→ Problem details
Retype, without changes, every line from the line that contains "# locate white crane: put" through the final line of the records. Exclude pictures.

→ Data extracts
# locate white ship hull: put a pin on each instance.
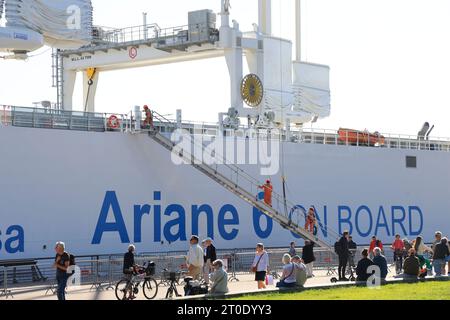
(78, 186)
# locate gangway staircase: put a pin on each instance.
(234, 185)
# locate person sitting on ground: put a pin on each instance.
(288, 279)
(363, 266)
(448, 260)
(421, 248)
(441, 253)
(219, 278)
(411, 266)
(195, 258)
(398, 247)
(300, 271)
(352, 248)
(437, 239)
(380, 261)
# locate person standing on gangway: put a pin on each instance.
(148, 122)
(268, 189)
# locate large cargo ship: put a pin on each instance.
(102, 181)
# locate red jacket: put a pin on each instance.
(373, 245)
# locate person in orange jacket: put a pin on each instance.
(148, 122)
(310, 220)
(268, 189)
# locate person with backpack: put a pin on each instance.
(288, 278)
(341, 249)
(441, 252)
(62, 264)
(362, 274)
(260, 265)
(219, 278)
(375, 244)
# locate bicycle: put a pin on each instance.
(173, 278)
(131, 286)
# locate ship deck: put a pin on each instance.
(98, 122)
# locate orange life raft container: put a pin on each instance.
(355, 137)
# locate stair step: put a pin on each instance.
(240, 192)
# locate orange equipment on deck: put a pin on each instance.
(355, 137)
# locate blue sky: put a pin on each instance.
(389, 62)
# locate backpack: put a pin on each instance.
(71, 259)
(337, 247)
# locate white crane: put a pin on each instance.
(31, 24)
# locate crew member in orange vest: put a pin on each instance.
(310, 220)
(148, 118)
(267, 192)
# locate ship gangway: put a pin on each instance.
(288, 215)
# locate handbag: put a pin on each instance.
(255, 268)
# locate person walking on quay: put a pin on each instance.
(260, 265)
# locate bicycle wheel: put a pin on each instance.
(122, 289)
(150, 288)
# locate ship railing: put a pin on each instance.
(152, 34)
(385, 140)
(316, 136)
(252, 184)
(100, 272)
(64, 120)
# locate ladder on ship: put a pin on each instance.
(212, 171)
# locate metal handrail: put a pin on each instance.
(255, 185)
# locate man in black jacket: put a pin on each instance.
(210, 257)
(362, 274)
(308, 257)
(343, 254)
(352, 247)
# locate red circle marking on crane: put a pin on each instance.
(133, 52)
(113, 122)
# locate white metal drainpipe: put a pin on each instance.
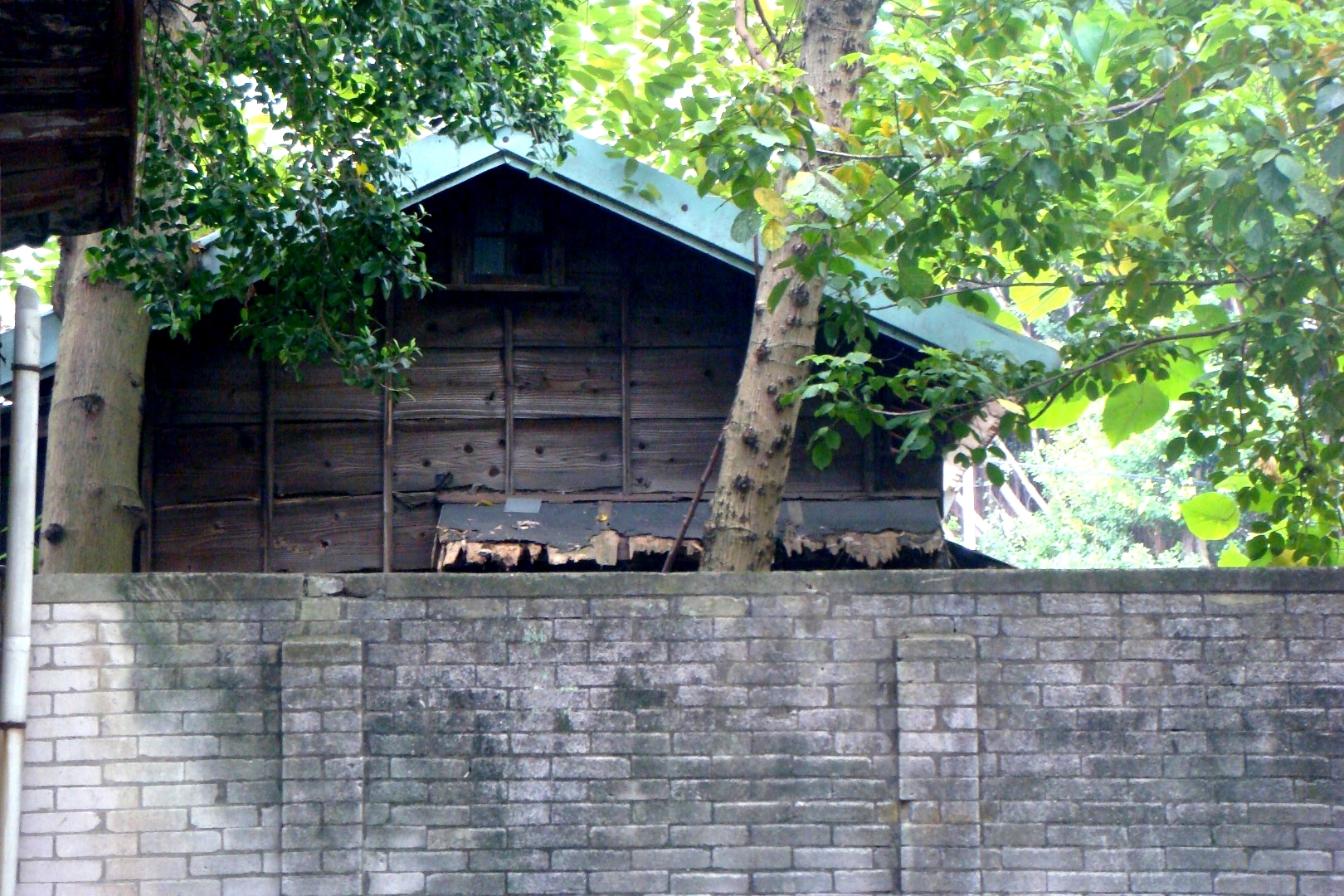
(15, 648)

→ Your response
# locate white crane: put a pin on each instance.
(31, 24)
# locate crew member in orange vest: put a pin on each instance.
(310, 220)
(148, 118)
(267, 192)
# locate ship gangway: put a pin on each instance.
(288, 215)
# locate handbag: put a pin on each instance.
(255, 268)
# locate person walking on quay: put a pin on each instance.
(260, 265)
# locate bicycle wheel: put a pin on each instance.
(122, 289)
(150, 288)
# locate ship railing: put a pin on each instance.
(152, 34)
(385, 140)
(316, 136)
(252, 184)
(100, 272)
(64, 120)
# locate ladder on ship: put a pin on each instance.
(212, 171)
# locate metal handrail: put a pin on each instance.
(255, 185)
# locate man in black jacket: put a pin on each instance.
(210, 257)
(362, 274)
(308, 257)
(343, 254)
(352, 247)
# locate red circle marking on crane: put a pin on each instance.
(133, 52)
(113, 122)
# locate white metal drainpipe: put a pin on each instance.
(15, 648)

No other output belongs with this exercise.